◆ WHAT YOU SHOULD DO
Working from the records below, repeat exactly the lines starting at the line that contains "Detection target: white ceiling" and ending at the line that contains "Detection target: coffee maker", inclusive.

◆ EXERCISE INPUTS
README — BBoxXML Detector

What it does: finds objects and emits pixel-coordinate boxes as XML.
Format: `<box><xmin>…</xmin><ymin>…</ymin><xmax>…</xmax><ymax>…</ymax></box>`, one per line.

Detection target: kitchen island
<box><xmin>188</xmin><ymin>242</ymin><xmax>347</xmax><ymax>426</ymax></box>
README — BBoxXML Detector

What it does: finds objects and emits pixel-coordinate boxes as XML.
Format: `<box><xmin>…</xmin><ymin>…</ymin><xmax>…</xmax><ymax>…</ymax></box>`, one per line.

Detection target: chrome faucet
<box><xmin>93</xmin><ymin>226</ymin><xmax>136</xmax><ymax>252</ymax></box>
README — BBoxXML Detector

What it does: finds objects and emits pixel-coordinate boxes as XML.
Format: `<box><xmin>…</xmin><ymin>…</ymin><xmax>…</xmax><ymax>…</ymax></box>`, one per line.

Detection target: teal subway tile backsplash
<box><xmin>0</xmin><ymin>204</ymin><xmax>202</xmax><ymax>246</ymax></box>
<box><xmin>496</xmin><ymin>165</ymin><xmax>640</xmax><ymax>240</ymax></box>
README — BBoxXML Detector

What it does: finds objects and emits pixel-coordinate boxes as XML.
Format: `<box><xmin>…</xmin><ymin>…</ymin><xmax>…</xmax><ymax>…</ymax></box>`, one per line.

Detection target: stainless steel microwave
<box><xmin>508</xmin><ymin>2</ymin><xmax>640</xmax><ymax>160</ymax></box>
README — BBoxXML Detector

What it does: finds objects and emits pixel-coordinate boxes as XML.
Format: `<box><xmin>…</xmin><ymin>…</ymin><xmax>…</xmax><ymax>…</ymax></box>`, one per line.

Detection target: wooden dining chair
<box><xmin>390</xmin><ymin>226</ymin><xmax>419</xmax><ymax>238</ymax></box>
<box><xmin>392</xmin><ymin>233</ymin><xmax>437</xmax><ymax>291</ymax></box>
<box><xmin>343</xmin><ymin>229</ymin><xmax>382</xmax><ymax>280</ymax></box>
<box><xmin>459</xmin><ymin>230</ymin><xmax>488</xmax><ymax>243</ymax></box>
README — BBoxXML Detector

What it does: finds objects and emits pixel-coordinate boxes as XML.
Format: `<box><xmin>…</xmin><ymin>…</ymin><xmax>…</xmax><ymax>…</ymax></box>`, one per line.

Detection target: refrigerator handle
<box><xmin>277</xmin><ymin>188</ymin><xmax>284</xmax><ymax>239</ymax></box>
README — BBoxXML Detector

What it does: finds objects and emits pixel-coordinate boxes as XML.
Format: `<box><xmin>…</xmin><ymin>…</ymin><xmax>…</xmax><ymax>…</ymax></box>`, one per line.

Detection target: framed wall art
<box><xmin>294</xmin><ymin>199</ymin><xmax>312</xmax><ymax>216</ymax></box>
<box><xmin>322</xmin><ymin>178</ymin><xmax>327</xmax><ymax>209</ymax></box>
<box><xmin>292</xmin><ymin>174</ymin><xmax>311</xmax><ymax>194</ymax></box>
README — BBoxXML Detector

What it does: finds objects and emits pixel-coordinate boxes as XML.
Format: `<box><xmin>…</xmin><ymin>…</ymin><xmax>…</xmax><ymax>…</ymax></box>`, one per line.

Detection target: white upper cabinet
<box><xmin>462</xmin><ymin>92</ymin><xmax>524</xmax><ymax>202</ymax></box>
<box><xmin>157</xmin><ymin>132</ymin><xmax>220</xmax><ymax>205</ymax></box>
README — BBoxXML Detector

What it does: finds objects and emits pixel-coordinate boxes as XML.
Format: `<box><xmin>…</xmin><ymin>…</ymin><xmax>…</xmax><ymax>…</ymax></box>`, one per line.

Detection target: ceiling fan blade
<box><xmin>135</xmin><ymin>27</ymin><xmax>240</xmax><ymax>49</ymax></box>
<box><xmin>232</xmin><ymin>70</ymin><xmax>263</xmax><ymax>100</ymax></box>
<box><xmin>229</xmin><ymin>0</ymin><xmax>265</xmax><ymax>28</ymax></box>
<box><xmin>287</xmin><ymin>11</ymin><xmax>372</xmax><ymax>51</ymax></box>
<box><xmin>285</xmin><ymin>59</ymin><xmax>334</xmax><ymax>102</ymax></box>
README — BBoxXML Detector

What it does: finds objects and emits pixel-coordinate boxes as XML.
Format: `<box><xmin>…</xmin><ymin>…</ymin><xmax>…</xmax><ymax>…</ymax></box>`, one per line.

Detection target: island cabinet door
...
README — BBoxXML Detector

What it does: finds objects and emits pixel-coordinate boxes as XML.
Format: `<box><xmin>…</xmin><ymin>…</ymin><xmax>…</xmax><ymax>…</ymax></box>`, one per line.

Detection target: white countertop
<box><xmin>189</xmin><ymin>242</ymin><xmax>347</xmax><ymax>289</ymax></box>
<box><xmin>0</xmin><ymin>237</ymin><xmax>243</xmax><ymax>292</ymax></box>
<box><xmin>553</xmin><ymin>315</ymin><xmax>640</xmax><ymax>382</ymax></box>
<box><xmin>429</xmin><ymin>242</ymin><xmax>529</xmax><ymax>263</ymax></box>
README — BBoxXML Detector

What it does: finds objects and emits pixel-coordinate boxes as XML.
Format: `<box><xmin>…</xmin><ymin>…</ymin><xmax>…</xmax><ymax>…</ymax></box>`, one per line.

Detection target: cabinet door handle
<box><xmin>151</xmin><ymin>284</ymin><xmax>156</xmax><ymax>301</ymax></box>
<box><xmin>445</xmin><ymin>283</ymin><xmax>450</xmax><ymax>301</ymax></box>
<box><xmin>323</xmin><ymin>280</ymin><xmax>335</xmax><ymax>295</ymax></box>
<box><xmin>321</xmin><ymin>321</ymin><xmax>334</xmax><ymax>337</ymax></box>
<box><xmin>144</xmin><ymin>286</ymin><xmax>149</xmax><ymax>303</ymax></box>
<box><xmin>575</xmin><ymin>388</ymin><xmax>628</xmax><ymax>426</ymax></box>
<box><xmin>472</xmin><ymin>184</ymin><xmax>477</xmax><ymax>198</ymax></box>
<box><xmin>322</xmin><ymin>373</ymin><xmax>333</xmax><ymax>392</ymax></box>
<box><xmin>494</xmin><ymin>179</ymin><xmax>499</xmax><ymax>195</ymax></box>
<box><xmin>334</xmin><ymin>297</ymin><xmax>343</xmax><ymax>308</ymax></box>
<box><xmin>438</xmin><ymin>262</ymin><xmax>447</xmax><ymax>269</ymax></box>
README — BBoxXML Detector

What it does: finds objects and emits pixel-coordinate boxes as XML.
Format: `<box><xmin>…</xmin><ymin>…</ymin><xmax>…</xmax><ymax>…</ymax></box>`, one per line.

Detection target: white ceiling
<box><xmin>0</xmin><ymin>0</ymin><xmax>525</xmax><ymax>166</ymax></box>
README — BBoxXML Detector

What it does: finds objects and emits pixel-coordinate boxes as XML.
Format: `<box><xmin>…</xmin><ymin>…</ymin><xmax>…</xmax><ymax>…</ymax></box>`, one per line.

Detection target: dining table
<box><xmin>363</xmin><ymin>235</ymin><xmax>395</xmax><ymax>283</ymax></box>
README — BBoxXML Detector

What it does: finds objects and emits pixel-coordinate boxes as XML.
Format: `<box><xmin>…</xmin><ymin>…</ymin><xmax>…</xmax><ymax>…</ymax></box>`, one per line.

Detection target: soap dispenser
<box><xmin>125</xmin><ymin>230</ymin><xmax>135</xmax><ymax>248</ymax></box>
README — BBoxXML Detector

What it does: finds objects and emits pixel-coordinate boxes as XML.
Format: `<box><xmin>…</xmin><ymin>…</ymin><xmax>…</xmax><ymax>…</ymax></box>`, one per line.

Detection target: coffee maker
* * *
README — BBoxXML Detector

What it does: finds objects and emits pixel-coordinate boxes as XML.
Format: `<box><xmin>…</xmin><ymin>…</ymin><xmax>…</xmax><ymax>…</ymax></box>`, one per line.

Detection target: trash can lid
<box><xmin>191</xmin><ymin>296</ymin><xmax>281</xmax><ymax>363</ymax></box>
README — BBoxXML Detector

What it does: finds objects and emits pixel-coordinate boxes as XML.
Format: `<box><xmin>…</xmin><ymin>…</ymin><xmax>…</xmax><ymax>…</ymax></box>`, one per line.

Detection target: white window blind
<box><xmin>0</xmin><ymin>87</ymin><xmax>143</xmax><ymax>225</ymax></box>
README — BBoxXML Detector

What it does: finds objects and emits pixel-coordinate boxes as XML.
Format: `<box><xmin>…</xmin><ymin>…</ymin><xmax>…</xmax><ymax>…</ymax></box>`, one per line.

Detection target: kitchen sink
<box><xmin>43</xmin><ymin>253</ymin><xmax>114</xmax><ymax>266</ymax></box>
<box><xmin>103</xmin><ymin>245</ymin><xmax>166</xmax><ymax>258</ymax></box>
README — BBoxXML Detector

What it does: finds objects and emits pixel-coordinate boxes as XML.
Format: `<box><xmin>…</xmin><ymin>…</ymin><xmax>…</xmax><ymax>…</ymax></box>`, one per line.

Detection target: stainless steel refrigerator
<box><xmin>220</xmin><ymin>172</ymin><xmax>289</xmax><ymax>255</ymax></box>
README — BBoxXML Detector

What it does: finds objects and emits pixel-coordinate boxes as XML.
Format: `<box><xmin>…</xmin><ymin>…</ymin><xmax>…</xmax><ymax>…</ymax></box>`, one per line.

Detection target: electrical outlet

◆ EXERCISE ANSWER
Detection target: white ceiling
<box><xmin>0</xmin><ymin>0</ymin><xmax>525</xmax><ymax>166</ymax></box>
README — BBoxXML Detector

What it does: finds objects and emits pixel-coordinate boxes as XML.
Format: `<box><xmin>…</xmin><ymin>…</ymin><xmax>…</xmax><ymax>…</ymax></box>`, one per line.

Detection target: dining table
<box><xmin>363</xmin><ymin>235</ymin><xmax>395</xmax><ymax>283</ymax></box>
README — BBoxXML Detector

What it does: finds objects and emits pixel-coordinate boxes as XML.
Format: `<box><xmin>…</xmin><ymin>…</ymin><xmax>…</xmax><ymax>…</ymax></box>`, one per line.

Detection target: soap dispenser
<box><xmin>125</xmin><ymin>230</ymin><xmax>135</xmax><ymax>248</ymax></box>
README — BBoxXML Detector

What it does: finds objects and emits pixel-coordinate boxes as XML.
Format: `<box><xmin>…</xmin><ymin>…</ymin><xmax>…</xmax><ymax>…</ymax></box>`, one per line.

Detection target: coffee maker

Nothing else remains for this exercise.